Passage to read>
Generating Real Wealth Takes Discipline

“Think of how stupid the average person is and realize half of them are stupider than that.”

—    George Carlin

I sure don’t want to be average. I hope you don’t, either.

Especially when it comes to your money.

Being Average Costs…

The Bureau of Labor Statistics recently released its Consumer Expenditure Survey on American spending and detailed how much of our incomes we spend on eight major categories. Take a look:

Everybody’s situation is unique but the one category I want to focus on is savings.

According to the BLS, the average American household saved $6,017 last year. It doesn’t break down where Americans put that money, but I’m pretty sure that most of that $6,017 went into 401(k) accounts.

Don’t fret whether you saved more or less than $6,017 last year. Instead, we need to focus on the percentage.

The average household made $78,635 last year, so that $6,017 of savings translates into a 7.6% saving rate.

Pretty good!

If you saved more than 7.6% of your income, you are doing better than average.

However, if you are below 7.6%, you need to step up your savings game.

Generating Wealth Takes Discipline

Saving more means cutting back on something else, which is where knowing the average from the above chart can help you. For most of us, the “big three” expenses (after taxes) are housing, transportation and food:

  • Did you spend more than $7,923 on food (dining out too much)?

Data shown>
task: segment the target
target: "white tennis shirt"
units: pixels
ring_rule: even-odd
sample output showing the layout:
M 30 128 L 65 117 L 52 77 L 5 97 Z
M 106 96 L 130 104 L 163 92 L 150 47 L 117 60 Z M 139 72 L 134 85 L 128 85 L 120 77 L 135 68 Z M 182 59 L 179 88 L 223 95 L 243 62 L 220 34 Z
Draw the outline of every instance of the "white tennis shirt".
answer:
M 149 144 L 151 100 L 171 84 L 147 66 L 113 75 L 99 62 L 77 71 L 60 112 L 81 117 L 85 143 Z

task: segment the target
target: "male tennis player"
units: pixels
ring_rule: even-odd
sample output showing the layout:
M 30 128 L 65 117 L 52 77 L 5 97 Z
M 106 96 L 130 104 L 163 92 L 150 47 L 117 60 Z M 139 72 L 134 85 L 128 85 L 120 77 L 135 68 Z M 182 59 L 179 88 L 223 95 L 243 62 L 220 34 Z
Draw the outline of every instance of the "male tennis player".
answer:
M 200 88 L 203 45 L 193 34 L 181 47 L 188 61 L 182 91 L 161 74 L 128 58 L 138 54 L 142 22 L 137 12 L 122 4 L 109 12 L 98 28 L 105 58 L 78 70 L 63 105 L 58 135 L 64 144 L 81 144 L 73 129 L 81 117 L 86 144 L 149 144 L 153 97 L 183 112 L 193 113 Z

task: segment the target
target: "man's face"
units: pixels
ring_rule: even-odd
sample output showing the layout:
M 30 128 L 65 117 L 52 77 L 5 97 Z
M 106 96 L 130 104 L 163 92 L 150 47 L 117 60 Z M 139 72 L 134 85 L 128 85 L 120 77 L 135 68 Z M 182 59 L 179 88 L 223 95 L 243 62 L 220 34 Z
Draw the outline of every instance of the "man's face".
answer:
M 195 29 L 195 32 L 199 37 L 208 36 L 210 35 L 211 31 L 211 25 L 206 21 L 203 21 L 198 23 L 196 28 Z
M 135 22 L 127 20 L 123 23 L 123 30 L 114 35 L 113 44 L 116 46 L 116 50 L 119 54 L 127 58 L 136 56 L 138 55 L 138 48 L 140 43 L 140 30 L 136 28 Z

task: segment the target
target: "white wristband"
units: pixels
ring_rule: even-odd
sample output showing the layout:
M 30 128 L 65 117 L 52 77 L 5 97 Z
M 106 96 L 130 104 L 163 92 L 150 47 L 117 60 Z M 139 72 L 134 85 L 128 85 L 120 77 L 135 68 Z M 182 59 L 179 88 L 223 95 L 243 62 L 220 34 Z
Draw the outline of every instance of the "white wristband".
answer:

To do>
a - In the article on generating real wealth, what saving rate does the average household's $6,017 of savings translate into?
b - Copy out the listing from its very first line down to the line holding "M 135 22 L 127", including both of those lines.

Correct answers>
a - A 7.6% saving rate.

b -
task: segment the target
target: "white tennis shirt"
units: pixels
ring_rule: even-odd
sample output showing the layout:
M 30 128 L 65 117 L 52 77 L 5 97 Z
M 106 96 L 130 104 L 163 92 L 150 47 L 117 60 Z M 139 72 L 134 85 L 128 85 L 120 77 L 135 68 Z M 182 59 L 179 88 L 223 95 L 243 62 L 220 34 Z
Draw the outline of every instance of the "white tennis shirt".
answer:
M 149 144 L 151 100 L 171 84 L 147 66 L 113 75 L 99 62 L 77 71 L 60 112 L 81 117 L 85 143 Z

task: segment the target
target: "male tennis player"
units: pixels
ring_rule: even-odd
sample output showing the layout:
M 30 128 L 65 117 L 52 77 L 5 97 Z
M 106 96 L 130 104 L 163 92 L 150 47 L 117 60 Z M 139 72 L 134 85 L 128 85 L 120 77 L 135 68 Z M 182 59 L 179 88 L 223 95 L 243 62 L 220 34 Z
Draw the outline of every instance of the "male tennis player".
answer:
M 200 88 L 203 45 L 193 34 L 181 47 L 188 61 L 182 91 L 161 74 L 128 58 L 138 54 L 142 22 L 137 12 L 122 4 L 109 12 L 98 28 L 105 58 L 78 70 L 63 105 L 58 135 L 64 144 L 81 144 L 73 129 L 81 117 L 86 144 L 149 144 L 153 97 L 183 112 L 193 113 Z

task: segment the target
target: "man's face"
units: pixels
ring_rule: even-odd
sample output showing the layout:
M 30 128 L 65 117 L 52 77 L 5 97 Z
M 106 96 L 130 104 L 163 92 L 150 47 L 117 60 Z M 139 72 L 134 85 L 128 85 L 120 77 L 135 68 Z M 182 59 L 179 88 L 223 95 L 243 62 L 220 34 Z
Draw the outline of every instance of the "man's face".
answer:
M 195 29 L 195 32 L 199 37 L 208 36 L 210 35 L 211 31 L 211 25 L 206 21 L 203 21 L 198 23 L 196 28 Z
M 135 22 L 127 20 L 123 23 L 123 30 L 114 35 L 113 44 L 116 46 L 116 50 L 119 54 L 127 58 L 136 56 L 138 55 L 138 48 L 140 43 L 140 30 L 136 28 Z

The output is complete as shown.